Written request. In the stretch from the start of the data through the line containing "POLYGON ((120 237, 172", rename "bird's wing" to "wing of the bird" and keep everything else the same. Leave the pictures out of your answer.

Picture region annotation data
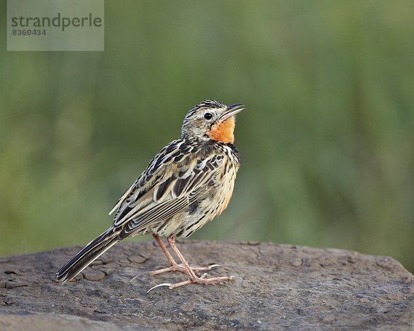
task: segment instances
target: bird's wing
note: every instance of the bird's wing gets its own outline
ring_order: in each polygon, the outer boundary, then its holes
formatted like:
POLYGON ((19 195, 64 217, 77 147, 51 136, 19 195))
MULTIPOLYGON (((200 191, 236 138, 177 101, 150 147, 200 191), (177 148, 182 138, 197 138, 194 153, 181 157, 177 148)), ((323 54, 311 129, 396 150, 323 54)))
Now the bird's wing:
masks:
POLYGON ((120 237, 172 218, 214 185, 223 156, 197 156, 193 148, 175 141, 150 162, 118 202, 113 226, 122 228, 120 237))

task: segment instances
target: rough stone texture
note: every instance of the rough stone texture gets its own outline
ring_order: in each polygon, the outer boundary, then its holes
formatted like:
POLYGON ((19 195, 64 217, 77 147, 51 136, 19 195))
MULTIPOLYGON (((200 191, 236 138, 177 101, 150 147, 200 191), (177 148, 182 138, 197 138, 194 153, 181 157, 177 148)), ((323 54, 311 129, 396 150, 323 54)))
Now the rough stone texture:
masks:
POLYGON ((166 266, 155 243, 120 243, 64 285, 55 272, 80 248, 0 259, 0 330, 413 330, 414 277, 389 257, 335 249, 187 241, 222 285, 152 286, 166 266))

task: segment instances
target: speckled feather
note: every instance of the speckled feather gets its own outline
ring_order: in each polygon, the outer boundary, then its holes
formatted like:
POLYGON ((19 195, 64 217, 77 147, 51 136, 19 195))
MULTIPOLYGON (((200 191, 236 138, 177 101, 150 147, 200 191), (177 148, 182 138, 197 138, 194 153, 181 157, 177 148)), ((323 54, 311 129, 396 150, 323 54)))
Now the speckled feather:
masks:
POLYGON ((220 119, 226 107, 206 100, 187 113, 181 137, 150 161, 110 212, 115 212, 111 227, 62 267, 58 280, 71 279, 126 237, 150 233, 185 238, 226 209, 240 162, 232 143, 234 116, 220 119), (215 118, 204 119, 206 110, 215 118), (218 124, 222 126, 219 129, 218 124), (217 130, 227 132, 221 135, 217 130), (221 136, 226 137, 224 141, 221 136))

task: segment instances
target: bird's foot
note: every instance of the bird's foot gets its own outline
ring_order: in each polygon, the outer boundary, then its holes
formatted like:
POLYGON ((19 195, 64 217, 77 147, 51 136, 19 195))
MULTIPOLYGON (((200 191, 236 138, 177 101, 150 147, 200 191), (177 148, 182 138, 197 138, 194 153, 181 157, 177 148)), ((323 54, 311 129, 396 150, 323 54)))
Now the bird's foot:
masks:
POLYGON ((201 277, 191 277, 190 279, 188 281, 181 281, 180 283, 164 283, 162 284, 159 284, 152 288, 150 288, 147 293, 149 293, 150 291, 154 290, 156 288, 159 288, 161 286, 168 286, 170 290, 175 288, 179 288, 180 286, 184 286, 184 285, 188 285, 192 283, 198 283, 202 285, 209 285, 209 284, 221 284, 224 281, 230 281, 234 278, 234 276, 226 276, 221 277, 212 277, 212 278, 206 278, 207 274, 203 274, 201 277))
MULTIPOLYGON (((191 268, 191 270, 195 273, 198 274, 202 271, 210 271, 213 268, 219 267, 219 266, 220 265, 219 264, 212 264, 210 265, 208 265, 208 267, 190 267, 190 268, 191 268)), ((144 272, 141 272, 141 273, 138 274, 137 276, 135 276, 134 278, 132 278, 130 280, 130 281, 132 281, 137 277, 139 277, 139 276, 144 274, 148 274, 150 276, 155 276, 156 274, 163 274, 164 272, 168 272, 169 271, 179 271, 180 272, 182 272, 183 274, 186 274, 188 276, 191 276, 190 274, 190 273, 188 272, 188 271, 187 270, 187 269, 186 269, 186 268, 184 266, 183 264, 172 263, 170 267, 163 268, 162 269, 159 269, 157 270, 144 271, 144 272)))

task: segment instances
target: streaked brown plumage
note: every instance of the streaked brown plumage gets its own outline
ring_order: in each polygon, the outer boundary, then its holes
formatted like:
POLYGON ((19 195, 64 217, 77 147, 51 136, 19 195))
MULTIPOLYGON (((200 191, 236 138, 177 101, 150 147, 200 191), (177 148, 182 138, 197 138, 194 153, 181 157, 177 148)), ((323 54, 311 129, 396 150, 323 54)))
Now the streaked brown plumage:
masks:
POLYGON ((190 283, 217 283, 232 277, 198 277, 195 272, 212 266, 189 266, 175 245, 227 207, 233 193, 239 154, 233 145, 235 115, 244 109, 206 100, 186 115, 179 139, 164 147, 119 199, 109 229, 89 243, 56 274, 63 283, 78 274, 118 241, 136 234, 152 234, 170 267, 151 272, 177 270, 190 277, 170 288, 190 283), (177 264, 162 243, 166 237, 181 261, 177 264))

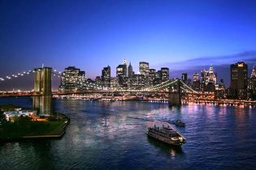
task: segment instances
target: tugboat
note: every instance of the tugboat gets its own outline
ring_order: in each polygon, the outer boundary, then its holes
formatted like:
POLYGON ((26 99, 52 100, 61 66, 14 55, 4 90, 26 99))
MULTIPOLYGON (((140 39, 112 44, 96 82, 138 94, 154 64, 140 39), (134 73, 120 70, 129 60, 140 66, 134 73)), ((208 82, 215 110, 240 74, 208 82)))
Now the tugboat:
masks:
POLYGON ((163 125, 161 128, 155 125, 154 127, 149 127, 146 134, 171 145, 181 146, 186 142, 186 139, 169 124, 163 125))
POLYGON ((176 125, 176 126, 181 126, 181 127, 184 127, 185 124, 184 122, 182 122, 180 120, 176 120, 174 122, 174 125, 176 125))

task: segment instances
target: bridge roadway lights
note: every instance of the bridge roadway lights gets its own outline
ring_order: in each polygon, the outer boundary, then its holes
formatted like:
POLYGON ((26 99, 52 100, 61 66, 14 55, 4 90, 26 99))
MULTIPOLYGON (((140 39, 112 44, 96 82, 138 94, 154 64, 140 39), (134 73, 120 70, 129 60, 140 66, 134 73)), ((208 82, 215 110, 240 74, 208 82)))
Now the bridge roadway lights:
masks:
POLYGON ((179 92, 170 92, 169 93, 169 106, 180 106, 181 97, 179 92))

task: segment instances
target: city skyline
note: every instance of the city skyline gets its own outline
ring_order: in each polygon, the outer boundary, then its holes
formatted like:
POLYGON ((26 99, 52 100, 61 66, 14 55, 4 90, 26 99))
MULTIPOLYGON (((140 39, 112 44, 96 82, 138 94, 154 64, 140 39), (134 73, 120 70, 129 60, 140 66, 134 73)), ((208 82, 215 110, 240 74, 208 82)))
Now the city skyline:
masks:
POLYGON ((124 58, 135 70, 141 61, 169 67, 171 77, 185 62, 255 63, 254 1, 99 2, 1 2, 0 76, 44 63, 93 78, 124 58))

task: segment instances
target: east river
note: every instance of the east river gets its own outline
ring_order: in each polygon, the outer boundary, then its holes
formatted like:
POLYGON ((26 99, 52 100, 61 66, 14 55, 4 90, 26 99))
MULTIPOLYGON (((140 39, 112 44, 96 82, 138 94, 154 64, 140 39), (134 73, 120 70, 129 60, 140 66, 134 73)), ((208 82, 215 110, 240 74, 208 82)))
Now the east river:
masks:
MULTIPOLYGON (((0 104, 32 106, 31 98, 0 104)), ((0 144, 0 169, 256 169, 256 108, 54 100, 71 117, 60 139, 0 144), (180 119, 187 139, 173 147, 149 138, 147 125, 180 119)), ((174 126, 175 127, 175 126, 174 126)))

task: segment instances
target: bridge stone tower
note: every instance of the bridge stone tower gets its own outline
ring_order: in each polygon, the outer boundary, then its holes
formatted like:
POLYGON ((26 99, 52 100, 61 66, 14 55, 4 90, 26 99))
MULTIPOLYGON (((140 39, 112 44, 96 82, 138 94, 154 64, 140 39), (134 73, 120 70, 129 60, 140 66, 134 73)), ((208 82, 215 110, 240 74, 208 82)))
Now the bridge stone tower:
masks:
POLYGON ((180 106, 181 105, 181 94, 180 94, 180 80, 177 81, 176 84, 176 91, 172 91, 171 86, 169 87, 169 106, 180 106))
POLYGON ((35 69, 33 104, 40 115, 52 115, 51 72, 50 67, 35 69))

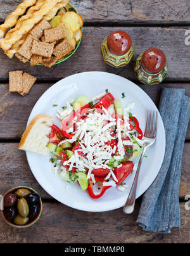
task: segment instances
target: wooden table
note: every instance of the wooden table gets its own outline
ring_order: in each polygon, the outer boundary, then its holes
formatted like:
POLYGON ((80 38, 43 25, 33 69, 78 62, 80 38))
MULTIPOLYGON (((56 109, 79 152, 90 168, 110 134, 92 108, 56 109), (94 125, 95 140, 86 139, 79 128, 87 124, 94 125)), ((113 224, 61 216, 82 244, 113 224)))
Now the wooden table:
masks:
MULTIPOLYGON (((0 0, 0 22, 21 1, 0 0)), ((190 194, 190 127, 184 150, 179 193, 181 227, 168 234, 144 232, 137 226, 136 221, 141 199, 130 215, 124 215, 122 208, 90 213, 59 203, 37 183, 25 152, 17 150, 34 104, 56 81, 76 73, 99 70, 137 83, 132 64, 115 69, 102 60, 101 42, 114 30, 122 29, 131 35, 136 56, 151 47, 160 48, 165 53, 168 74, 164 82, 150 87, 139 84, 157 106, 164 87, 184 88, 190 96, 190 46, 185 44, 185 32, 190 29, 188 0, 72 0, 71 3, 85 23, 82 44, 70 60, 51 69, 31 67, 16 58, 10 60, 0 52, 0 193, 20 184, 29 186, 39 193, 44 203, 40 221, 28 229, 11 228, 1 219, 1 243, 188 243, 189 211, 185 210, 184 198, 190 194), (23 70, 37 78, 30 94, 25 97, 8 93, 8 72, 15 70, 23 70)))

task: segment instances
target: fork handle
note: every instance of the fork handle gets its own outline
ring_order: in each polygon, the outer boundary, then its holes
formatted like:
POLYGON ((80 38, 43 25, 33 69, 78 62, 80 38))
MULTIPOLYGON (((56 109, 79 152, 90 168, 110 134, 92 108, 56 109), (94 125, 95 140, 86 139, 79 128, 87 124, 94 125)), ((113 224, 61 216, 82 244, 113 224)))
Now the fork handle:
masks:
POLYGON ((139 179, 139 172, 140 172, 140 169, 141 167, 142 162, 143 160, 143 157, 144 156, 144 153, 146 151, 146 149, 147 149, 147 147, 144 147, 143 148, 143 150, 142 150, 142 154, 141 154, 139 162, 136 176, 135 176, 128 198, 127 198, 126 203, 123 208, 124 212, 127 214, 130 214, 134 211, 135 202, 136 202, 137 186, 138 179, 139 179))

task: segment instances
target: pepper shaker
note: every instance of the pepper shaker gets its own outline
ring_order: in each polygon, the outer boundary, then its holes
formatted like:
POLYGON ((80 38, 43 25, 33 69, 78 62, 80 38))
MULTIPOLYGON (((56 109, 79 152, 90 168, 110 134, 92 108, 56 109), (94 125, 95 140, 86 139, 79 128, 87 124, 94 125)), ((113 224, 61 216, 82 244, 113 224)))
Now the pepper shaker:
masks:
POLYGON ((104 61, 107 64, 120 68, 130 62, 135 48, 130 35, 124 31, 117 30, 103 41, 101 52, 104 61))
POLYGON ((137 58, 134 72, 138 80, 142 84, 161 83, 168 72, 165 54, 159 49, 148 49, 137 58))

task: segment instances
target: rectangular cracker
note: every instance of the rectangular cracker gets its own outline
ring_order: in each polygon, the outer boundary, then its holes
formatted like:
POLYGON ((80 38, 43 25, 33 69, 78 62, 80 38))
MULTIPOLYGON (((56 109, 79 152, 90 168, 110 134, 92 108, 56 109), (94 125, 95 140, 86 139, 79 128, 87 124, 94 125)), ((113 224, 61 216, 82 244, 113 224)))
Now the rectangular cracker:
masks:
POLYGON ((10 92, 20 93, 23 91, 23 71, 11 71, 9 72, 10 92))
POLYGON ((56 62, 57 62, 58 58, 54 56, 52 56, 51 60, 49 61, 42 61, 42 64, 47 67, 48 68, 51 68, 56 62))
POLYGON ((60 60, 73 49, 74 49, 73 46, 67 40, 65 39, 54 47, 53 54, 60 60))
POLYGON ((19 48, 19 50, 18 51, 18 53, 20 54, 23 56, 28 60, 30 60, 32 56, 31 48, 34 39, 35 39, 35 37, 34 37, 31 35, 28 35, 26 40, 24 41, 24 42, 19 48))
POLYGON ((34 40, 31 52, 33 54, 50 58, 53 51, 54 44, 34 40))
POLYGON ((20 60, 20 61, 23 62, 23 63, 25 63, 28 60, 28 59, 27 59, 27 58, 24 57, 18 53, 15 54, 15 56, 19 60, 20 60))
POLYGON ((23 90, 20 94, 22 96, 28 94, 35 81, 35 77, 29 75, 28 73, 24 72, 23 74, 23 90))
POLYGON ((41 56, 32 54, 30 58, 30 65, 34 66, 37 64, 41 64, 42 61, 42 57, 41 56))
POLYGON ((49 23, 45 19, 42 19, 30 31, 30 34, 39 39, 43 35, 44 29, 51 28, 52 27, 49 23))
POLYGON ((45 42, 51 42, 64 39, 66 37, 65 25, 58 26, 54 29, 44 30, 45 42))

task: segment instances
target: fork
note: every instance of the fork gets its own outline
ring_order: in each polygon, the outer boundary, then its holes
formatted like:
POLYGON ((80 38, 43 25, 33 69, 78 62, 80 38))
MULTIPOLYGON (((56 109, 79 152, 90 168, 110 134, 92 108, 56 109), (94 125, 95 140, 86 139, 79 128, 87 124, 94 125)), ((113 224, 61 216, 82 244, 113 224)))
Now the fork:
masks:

Result of the exercise.
task: segment instances
target: wing of the bird
note: every instance of the wing of the bird gets its own outline
ring_order: in each polygon, the outer boundary, then its holes
formatted like:
POLYGON ((19 195, 64 217, 77 147, 51 136, 19 195))
MULTIPOLYGON (((200 191, 236 138, 177 101, 150 147, 200 191), (177 148, 182 138, 197 138, 194 153, 181 157, 177 148)), ((323 54, 311 129, 396 150, 323 54)))
Now the wing of the bird:
masks:
POLYGON ((120 237, 172 218, 214 185, 223 156, 197 156, 193 148, 175 141, 150 162, 118 202, 113 226, 122 228, 120 237))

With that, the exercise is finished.